→ TASK GOAL:
Reproduce every entry that follows word for word, but omit the images.

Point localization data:

· · · ·

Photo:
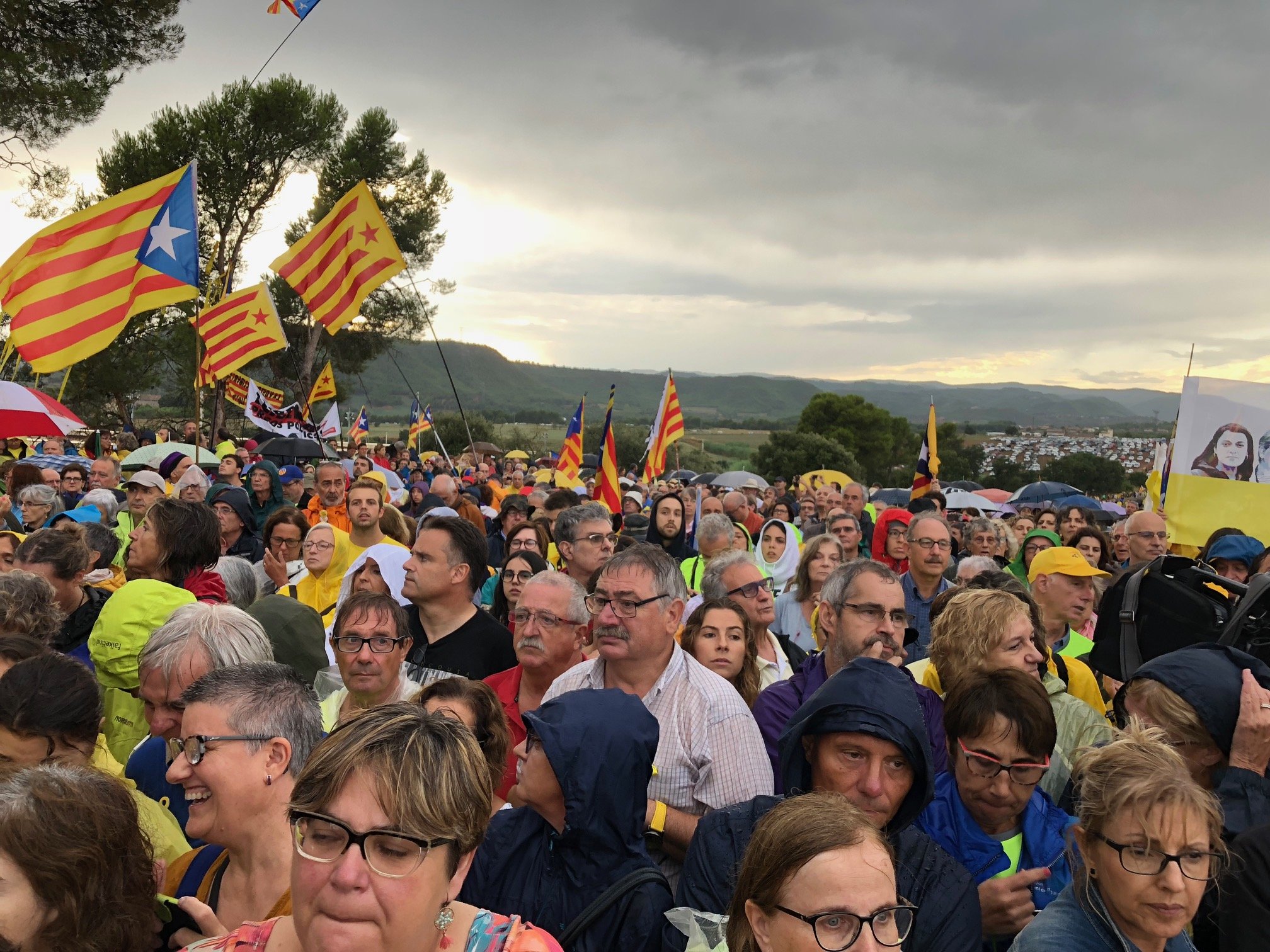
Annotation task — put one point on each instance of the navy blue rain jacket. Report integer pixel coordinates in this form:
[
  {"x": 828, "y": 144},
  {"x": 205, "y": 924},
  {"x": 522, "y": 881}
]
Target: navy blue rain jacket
[
  {"x": 1210, "y": 678},
  {"x": 865, "y": 697},
  {"x": 601, "y": 747}
]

· · · ·

→ ANSWER SPACE:
Photo:
Annotation task — put one point on each instance of the navy blue rain jacket. Report integer pixel coordinates in this form:
[
  {"x": 828, "y": 144},
  {"x": 205, "y": 924},
  {"x": 522, "y": 881}
]
Target: navy blue rain jacket
[
  {"x": 1210, "y": 678},
  {"x": 865, "y": 697},
  {"x": 601, "y": 747}
]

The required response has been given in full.